| Work to be completed |
Identify every line in the entries below that contains the word "noun", matching case exactly, and copy each of those lines.

(Image segmentation entries)
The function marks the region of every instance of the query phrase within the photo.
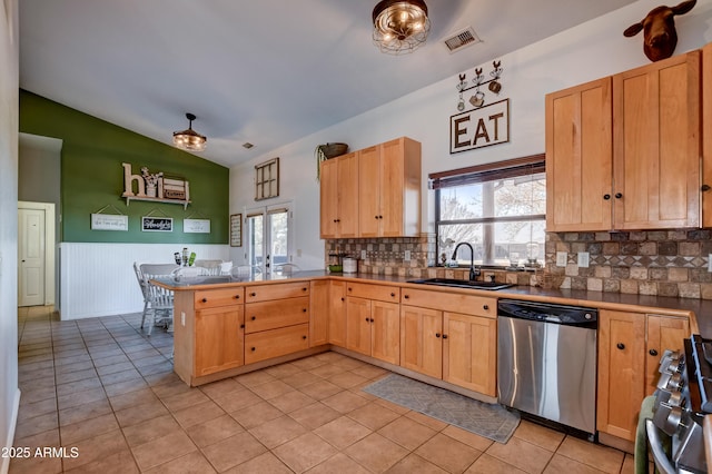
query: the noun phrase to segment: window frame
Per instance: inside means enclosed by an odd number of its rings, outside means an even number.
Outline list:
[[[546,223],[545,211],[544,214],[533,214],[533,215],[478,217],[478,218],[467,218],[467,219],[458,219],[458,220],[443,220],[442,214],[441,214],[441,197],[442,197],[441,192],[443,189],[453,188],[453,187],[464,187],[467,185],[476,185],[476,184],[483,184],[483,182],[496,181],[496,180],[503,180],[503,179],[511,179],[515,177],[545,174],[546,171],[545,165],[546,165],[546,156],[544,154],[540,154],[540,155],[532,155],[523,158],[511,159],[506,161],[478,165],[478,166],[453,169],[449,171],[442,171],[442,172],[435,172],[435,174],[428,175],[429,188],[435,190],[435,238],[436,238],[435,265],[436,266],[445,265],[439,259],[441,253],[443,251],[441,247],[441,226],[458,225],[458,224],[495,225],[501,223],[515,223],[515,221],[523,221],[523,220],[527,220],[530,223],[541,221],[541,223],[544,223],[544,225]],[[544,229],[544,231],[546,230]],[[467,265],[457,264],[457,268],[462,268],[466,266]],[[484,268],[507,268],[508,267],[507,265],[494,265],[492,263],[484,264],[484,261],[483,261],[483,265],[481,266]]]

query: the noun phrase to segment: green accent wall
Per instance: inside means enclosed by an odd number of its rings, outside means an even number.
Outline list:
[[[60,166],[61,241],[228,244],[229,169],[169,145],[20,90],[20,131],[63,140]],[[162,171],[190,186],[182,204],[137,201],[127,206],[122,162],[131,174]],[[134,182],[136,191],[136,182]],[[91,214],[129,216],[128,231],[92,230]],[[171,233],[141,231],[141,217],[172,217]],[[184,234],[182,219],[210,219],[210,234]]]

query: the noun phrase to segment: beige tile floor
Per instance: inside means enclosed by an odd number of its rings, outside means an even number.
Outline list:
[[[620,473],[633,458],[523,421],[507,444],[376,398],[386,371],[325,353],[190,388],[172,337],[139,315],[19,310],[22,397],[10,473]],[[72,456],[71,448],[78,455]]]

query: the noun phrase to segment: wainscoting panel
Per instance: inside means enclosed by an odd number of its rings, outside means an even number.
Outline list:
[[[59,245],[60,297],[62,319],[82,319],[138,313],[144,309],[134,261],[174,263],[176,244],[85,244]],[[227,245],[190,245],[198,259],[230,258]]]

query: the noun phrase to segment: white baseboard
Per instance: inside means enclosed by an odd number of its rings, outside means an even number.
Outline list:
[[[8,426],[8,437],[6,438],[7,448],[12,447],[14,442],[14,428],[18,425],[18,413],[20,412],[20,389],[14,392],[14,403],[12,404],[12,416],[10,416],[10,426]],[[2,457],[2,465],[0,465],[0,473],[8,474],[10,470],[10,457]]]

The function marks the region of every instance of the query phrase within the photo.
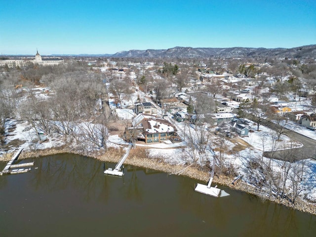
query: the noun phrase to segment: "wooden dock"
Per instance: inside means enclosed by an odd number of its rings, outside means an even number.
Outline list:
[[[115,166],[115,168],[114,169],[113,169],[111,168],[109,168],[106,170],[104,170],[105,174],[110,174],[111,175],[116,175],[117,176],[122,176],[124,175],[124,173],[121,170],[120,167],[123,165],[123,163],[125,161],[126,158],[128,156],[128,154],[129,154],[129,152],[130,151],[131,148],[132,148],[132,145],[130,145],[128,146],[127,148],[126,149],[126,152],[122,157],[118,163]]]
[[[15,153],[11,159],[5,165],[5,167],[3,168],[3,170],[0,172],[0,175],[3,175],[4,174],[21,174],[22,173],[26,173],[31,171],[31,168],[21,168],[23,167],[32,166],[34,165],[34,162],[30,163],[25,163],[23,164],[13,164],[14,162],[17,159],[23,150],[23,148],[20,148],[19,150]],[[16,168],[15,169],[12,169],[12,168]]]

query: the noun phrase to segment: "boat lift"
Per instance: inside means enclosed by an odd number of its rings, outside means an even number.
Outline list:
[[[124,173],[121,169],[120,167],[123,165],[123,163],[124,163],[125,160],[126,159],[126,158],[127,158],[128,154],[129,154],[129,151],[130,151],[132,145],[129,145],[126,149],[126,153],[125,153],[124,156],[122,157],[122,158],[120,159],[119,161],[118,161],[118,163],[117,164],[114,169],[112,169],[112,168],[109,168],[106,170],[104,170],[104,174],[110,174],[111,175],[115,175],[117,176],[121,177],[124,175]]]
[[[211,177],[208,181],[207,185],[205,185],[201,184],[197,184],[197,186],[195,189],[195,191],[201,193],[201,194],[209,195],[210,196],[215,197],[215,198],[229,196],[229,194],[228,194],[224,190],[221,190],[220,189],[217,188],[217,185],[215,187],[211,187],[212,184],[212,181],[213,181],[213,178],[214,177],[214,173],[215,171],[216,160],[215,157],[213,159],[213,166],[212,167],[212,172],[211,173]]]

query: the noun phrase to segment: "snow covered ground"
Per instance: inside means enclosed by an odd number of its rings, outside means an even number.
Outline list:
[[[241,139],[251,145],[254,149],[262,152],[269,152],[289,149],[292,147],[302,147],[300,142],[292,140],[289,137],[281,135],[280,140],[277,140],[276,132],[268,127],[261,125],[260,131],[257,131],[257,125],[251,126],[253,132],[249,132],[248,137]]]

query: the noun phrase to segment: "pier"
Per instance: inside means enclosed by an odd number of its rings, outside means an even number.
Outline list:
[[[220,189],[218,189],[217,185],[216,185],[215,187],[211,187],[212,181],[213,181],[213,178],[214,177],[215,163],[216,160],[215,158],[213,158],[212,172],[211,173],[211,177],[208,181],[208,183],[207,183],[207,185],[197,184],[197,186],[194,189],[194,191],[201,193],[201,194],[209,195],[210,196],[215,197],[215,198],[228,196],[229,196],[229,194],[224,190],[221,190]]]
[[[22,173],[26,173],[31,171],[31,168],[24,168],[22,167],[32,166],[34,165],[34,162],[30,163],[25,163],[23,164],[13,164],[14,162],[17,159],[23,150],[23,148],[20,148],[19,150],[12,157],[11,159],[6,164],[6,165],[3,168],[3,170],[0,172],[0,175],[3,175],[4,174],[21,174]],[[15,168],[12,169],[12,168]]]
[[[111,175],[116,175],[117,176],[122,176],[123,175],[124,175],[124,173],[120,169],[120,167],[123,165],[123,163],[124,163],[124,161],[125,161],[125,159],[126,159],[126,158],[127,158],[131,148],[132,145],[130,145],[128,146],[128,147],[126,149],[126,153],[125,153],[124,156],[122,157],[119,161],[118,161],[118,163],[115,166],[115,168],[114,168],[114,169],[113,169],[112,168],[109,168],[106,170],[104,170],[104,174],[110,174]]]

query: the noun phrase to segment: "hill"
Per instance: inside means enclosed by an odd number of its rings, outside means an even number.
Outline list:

| Result of this task |
query: the noun phrase to segment: window frame
query: the noun phrase to segment: green accent wall
query: the noun phrase to segment: beige tile floor
query: the noun phrase to segment: wainscoting panel
query: the noun phrase to segment: white baseboard
query: the noun phrase to segment: "wooden dock"
query: the noun phrase to segment: "boat lift"
query: the noun phrase to segment: "snow covered ground"
query: the noun phrase to segment: "pier"
query: the noun phrase to segment: "hill"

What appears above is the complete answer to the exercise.